** Vorliegender Text **
════════
Und noch eine kleine zynische Spitze bietet der Zeitpunkt zu dem sich all das ereignet. Gerade fragt das Detroit-Projekt, welche Impulse Künstler der postindustriellen Stadt geben können. Knapp 1,5 Millionen Euro haben Urbane Künste Ruhr und das Schauspielhaus Bochum für die Beantwortung dieser Frage zur Verfügung. Ein Projekt ist eine One Man Sauna von modulorbeat, die gerade auf dem Gelände des FKT zu Gast ist. Auch im FKT wurden die Pflanzcontainer gezimmert, die derzeit die grüne Bühne auf dem Schauspielhaus-Vorplatz bilden. Das FKT ist die beste Antwort darauf, was Künstler für eine Stadt leisten können, aber Michael Townsend interessiert das eben nicht. Und die Medizintechnik gehört einfach auf die Fläche des ehemaligen Opelwerkes, aber da müsste mit dem Umzug ja noch ein oder zwei Jahre gewartet werden. Hoffentlich sind dann noch genug Unternehmen da, die sich nicht schon irgendwo in Wohngebieten breit gemacht haben, weil Michael Townsend mal wieder nichts getan hat. Nichts für die Kultur und nichts für die Stadt Bochum.
Ich finde Herr Townsend hat recht. Das mit der Kreativwirtschaft ist doch eine Lachnummer und ein Gemeinschaftsgarten wird nie Gewerbesteuer zahlen.
„Das FKT ist die beste Antwort darauf, was Künstler für eine Stadt leisten können“, nämlich Pflanzcontainer und mit ordentlich Landesmitteln finanzierte Betonblöcke als „One Man Sauna“ (die, by the way, einer postindustriellen Stadt nochmal genau welchen wichtigen Impuls gibt?). Wenn das die beste Antwort ist, wie sehen dann erst die nicht ganz so guten aus?
Es gibt doch viele leerstehende Gebäude – die FKT-Leute werden doch sicher schnell in Bochum etwas günstiges mieten können.
════════
** Gesammeltes Material **
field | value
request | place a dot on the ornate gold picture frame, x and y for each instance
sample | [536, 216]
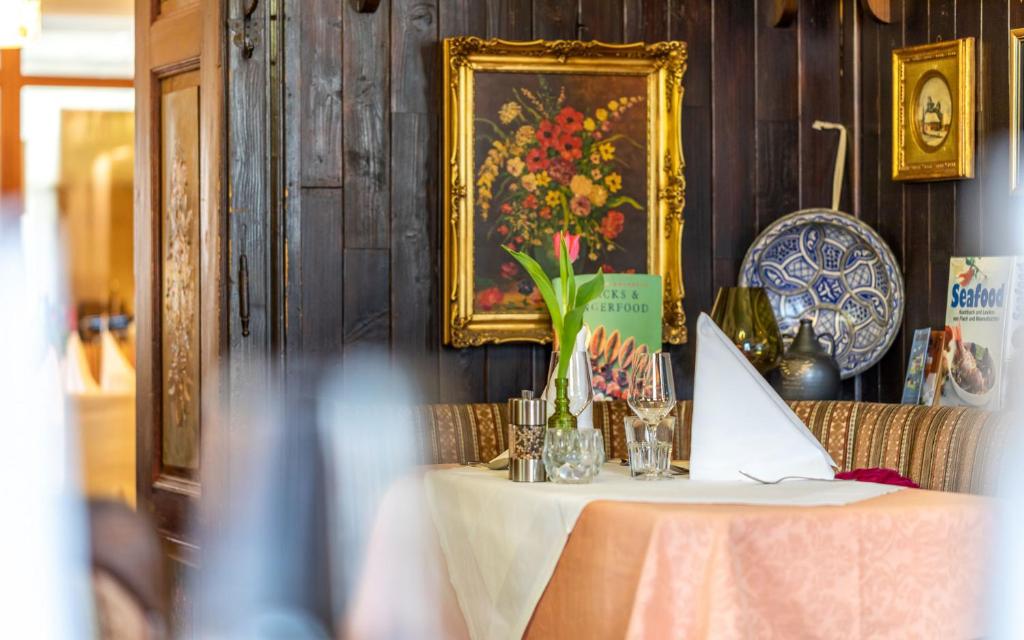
════════
** Ziel A **
Drei Fragen zum vorliegenden Text:
(i) Wie viel Geld haben Urbane Künste Ruhr und das Schauspielhaus Bochum für das Detroit-Projekt zur Verfügung?
(ii) Was bilden die im FKT gezimmerten Pflanzcontainer derzeit?
(iii) Was wird ein Gemeinschaftsgarten laut dem Satz, der mit „Das mit der Kreativwirtschaft“ beginnt, nie zahlen?
** Ziel B **
Können Sie aus dem vorliegenden Text den Teil wortgetreu abschreiben, dessen Anfangsworte „Ich finde Herr“ enthalten und der mit „günstiges mieten können.“ endet?

** Antwort A **
(i) Knapp 1,5 Millionen Euro.
(ii) Die grüne Bühne auf dem Schauspielhaus-Vorplatz.
(iii) Gewerbesteuer.

** Antwort B **
Ich finde Herr Townsend hat recht. Das mit der Kreativwirtschaft ist doch eine Lachnummer und ein Gemeinschaftsgarten wird nie Gewerbesteuer zahlen.
„Das FKT ist die beste Antwort darauf, was Künstler für eine Stadt leisten können“, nämlich Pflanzcontainer und mit ordentlich Landesmitteln finanzierte Betonblöcke als „One Man Sauna“ (die, by the way, einer postindustriellen Stadt nochmal genau welchen wichtigen Impuls gibt?). Wenn das die beste Antwort ist, wie sehen dann erst die nicht ganz so guten aus?
Es gibt doch viele leerstehende Gebäude – die FKT-Leute werden doch sicher schnell in Bochum etwas günstiges mieten können.